| What you will do |
Reproduce the records below exactly, but leave their pictures out of the copy.

| Data records |

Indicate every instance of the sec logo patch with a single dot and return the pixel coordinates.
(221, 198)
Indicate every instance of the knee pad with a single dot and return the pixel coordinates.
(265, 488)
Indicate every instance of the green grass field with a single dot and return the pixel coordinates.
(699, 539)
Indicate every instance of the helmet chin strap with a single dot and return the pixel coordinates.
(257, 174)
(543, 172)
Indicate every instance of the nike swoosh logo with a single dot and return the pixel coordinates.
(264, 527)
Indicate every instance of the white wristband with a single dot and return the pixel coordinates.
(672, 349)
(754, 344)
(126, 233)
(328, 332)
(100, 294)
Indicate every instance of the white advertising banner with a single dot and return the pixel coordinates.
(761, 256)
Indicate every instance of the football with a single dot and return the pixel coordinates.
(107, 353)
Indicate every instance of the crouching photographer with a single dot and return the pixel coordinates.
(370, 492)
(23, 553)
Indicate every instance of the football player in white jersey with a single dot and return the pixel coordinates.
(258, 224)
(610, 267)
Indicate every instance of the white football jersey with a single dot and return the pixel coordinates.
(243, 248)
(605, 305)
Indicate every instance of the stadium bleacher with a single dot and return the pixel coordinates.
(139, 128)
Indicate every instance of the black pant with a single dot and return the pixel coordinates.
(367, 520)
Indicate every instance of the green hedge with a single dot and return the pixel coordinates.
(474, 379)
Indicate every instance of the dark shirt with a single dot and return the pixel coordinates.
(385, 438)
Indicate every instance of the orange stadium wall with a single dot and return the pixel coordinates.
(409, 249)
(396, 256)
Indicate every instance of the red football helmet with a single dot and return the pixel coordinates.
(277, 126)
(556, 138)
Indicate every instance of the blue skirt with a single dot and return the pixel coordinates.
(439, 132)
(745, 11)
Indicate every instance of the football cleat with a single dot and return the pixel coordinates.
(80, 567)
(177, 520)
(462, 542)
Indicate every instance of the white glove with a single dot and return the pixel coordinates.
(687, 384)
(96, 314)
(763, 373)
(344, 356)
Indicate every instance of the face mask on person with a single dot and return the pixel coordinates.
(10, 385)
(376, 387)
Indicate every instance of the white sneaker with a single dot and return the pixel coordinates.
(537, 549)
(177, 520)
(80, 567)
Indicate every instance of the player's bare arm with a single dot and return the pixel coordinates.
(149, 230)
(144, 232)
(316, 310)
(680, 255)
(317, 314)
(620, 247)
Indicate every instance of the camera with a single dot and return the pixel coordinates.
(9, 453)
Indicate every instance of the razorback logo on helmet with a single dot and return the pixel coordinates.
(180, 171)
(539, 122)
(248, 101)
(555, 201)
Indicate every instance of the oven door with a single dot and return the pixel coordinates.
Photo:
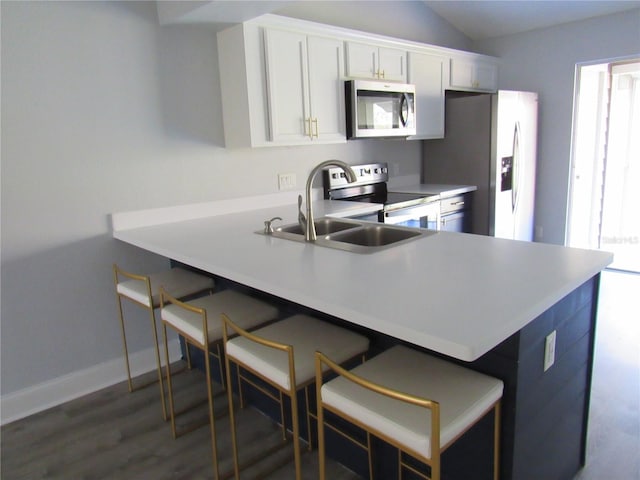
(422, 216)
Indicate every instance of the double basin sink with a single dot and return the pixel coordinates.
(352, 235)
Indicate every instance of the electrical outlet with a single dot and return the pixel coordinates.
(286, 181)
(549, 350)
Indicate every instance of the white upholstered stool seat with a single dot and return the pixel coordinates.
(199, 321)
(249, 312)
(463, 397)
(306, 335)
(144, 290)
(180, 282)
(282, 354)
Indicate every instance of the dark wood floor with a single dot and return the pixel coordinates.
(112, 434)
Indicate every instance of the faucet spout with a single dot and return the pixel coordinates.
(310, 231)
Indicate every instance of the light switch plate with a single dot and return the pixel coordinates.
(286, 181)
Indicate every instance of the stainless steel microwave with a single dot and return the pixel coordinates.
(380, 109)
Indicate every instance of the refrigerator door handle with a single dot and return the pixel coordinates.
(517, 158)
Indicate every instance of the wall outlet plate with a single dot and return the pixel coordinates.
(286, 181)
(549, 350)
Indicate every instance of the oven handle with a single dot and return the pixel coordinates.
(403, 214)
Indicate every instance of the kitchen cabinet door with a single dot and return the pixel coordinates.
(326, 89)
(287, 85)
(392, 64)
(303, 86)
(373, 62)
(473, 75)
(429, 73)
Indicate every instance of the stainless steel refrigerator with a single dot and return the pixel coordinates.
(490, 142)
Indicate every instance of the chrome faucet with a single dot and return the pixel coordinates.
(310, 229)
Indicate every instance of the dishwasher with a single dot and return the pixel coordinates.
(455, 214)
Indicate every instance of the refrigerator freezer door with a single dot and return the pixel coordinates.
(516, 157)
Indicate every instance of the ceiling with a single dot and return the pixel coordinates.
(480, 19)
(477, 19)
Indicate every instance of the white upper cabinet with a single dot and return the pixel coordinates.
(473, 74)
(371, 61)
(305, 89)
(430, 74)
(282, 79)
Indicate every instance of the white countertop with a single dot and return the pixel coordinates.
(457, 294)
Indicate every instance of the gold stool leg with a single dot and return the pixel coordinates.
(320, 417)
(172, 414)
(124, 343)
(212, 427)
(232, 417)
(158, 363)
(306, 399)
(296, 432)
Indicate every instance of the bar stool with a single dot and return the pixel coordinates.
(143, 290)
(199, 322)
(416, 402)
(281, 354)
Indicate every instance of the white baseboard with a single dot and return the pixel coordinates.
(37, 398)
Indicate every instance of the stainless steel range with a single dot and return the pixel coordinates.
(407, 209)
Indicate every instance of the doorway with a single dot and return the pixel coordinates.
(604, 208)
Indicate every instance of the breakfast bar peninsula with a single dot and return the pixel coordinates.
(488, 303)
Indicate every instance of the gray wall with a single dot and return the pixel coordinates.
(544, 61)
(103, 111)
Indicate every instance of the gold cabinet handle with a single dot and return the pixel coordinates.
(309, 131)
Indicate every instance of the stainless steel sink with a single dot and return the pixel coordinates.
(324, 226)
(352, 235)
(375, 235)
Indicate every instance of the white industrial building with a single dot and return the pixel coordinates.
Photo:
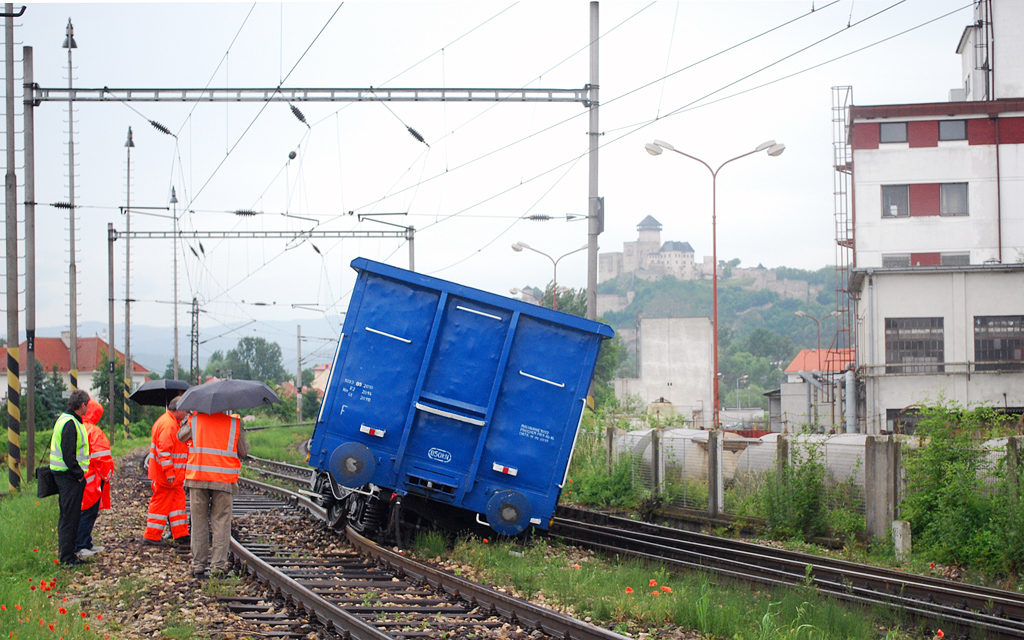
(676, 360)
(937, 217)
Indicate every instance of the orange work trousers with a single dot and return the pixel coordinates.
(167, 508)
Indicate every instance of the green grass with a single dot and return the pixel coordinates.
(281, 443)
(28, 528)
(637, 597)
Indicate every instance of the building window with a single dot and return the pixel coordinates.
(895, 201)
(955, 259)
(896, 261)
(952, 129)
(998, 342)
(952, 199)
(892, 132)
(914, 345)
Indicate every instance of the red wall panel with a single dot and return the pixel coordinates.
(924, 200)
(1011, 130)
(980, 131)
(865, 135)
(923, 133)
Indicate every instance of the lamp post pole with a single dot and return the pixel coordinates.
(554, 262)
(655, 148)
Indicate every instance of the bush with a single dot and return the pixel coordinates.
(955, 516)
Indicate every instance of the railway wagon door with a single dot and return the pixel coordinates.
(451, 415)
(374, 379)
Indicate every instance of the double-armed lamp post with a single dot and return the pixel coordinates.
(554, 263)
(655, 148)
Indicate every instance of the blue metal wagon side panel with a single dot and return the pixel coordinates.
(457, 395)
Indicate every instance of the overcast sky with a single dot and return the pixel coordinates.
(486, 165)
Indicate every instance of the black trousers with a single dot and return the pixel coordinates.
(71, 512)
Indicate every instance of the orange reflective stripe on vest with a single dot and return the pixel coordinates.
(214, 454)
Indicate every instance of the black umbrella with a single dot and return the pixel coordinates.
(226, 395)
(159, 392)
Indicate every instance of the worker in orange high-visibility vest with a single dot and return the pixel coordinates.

| Response to this task |
Indicate every instance of the sec logo patch with a single dot and return the pixel coordinates.
(221, 198)
Indicate every instance of the knee pad with a single dot and return the pixel coordinates.
(265, 488)
Indicate every instance of the green grass field with a single dot and return the pixel coordinates.
(699, 539)
Indicate every instance of the helmet chin strap with a single dot and return the pixel coordinates.
(257, 174)
(543, 172)
Indicate every instance of the nike swoosh logo with a single dot and return the pixel coordinates.
(264, 527)
Indicate every instance of the white wristband with a single dot and return the pixel coordinates.
(672, 349)
(754, 344)
(126, 233)
(328, 332)
(100, 294)
Indicate every instance of the white advertising banner with a single dot and return the pixel coordinates.
(761, 256)
Indicate every instance of the football with a single dot and return the pixel coordinates.
(107, 353)
Indicate every instance of the crouching photographer with a single dot and return the pixel coordinates.
(370, 492)
(23, 553)
Indicate every instance of the football player in white jersey with a single dot and return the pixel coordinates.
(258, 224)
(610, 267)
Indicate every instance of the white football jersey with a single dot and return the pixel coordinates.
(243, 248)
(605, 305)
Indicate every instance of the stadium bleacher with a single dot and return the pixel coordinates.
(139, 128)
Indicate every instance of the black pant with a single dot and return the pixel coordinates.
(367, 520)
Indicate every instance of the green hedge with a single dot and return the pixel coordinates.
(474, 379)
Indicate every instance of the dark shirt with a single dot and return the pixel coordinates.
(385, 438)
Indicate every instance of the orange stadium wall with a single dot and return the pixel coordinates.
(409, 249)
(396, 256)
Indicate every instance of the red football helmet with a single dot and return the pixel coordinates.
(277, 126)
(556, 138)
Indicate every instance of the blue skirt with a single dot and return the pixel coordinates.
(439, 132)
(745, 11)
Indicate every instance of the football cleat with a single dot and return the pixel coordinates.
(80, 567)
(177, 520)
(462, 542)
Indicate every instance of the white glove with a single dot and return the pixel coordinates.
(687, 384)
(96, 314)
(763, 373)
(344, 356)
Indicate every instance of the face mask on person with a single dot and return the pixel coordinates.
(10, 385)
(376, 387)
Indicate every instance of the white sneaker with a single dot and return the pixel coordinates.
(537, 549)
(177, 520)
(80, 567)
Indicate every instance of the player's bare arm with a single dot and return the pixel coordinates.
(149, 230)
(144, 232)
(316, 310)
(680, 255)
(317, 314)
(620, 247)
Indicate every instance of the camera with a single dot and return the pixel coordinates.
(9, 453)
Indicate every instance of the razorback logo on helmet with a single dot and return the pixel coordinates.
(180, 171)
(539, 122)
(248, 101)
(555, 201)
Indicate every instance of the oven door with a single dot and return the pixel coordinates.
Photo:
(422, 216)
Indicate every instance of the double basin sink with a single dot and return the pixel coordinates.
(352, 235)
Indicate every instance of the electrical outlet with a single dot and return the pixel coordinates.
(286, 181)
(549, 350)
Indicate every instance of the white upholstered stool seat with a single dot and return the pixel coordinates.
(199, 321)
(249, 312)
(463, 397)
(306, 335)
(144, 290)
(180, 282)
(282, 354)
Indicate every instance of the dark wood floor with a single dot and return the pixel coordinates.
(112, 434)
Indicate every instance of the faucet spout with a single dot and return the pixel coordinates.
(310, 231)
Indicate every instance of the light switch plate with a single dot and return the pixel coordinates.
(286, 181)
Indicate every instance of the stainless steel microwave with a single dot and return the pixel coordinates.
(380, 109)
Indicate every instance of the refrigerator door handle with a single dot and return the pixel coordinates.
(517, 158)
Indicate every instance of the wall outlet plate with a single dot and return the pixel coordinates.
(286, 181)
(549, 350)
Indicate every instance of the oven handle with a single dot and return the pixel coordinates.
(403, 214)
Indicate every instance of the kitchen cabinet door with a single dot and return the pixel coordinates.
(326, 89)
(287, 85)
(392, 64)
(303, 86)
(373, 62)
(473, 75)
(429, 73)
Indicate every instance of the stainless steel refrigerator with a single dot and return the pixel coordinates.
(490, 142)
Indicate every instance of the chrome faucet with a single dot and return the pixel coordinates.
(310, 229)
Indicate every instance of the dishwasher with a single dot and return the pixel coordinates.
(455, 214)
Indicate every instance of the refrigerator freezer door with a single dot and return the pixel coordinates.
(516, 157)
Indicate every instance of the ceiling with a single dot and return the pixel coordinates.
(480, 19)
(477, 19)
Indicate every instance of the white upper cabinet with a single dot and return the pixel coordinates.
(473, 74)
(371, 61)
(305, 89)
(430, 74)
(282, 79)
Indicate every instance of the white countertop with a single dot and return the pixel coordinates.
(457, 294)
Indicate every instance of the gold stool leg with a single dot and return the pixel coordinates.
(320, 417)
(172, 414)
(124, 343)
(212, 427)
(232, 417)
(158, 363)
(306, 399)
(296, 432)
Indicate every instance of the bar stool with a single dot and return the pixel coordinates.
(143, 290)
(199, 322)
(416, 402)
(281, 354)
Indicate every instance of the white baseboard with a single dot and return the pixel coordinates.
(37, 398)
Indicate every instance of the stainless steel range with a single dot and return the pixel coordinates.
(407, 209)
Indicate every instance of the doorway with a single dot and return the pixel coordinates.
(604, 208)
Indicate every instance of the breakfast bar peninsula with a single dot and return the pixel coordinates.
(488, 303)
Indicate every instance of the gray wall with a single dot and return the pixel coordinates.
(544, 61)
(103, 111)
Indicate every instance of the gold cabinet handle with a single dot and return the pixel coordinates.
(309, 131)
Indicate every instance of the stainless steel sink with a single dot and return the pixel coordinates.
(324, 226)
(352, 235)
(375, 235)
Indicate every instance of the white industrial building with a single dot and return the pixel coordinates.
Photo:
(676, 360)
(937, 217)
Indicate every instance of the orange work trousers with a single dot and return the pixel coordinates.
(167, 508)
Indicate every instance of the green grass with a single dot and return the pixel coordinates.
(281, 443)
(28, 528)
(637, 597)
Indicate every instance of the building window with a single dot and return the pixel coordinates.
(895, 201)
(955, 259)
(896, 261)
(952, 129)
(998, 342)
(952, 199)
(892, 132)
(914, 345)
Indicate every instance of the red wall panel with a single dot and return the pixel coordinates.
(924, 200)
(1011, 130)
(980, 131)
(865, 135)
(923, 133)
Indicate every instance of the lamp post pole with a single dot and return the pixel coordinates.
(554, 262)
(655, 148)
Indicate every instance of the bush with a single dot and return the pixel coordinates.
(955, 516)
Indicate every instance of the railway wagon door with a single dot and return the pixel coordinates.
(451, 415)
(374, 379)
Indicate every instance of the double-armed lamp post with a single dot and return the pixel coordinates.
(554, 263)
(655, 148)
Indicate every instance of the blue metal wagon side panel with a single dot and return the pixel coordinates.
(457, 395)
Indicate every instance of the overcast sky with a single dot and return the pixel coordinates.
(486, 165)
Indicate every instance of the black trousers with a single dot and return the pixel coordinates.
(71, 512)
Indicate every instance of the orange reflective stripe on vest with a single dot and return the pixel coordinates.
(214, 454)
Indicate every instance of the black umbrella with a single dot and return the pixel coordinates.
(226, 395)
(159, 392)
Indicate every instance of the worker in orange high-visibility vest with a single dot and return the pixel coordinates.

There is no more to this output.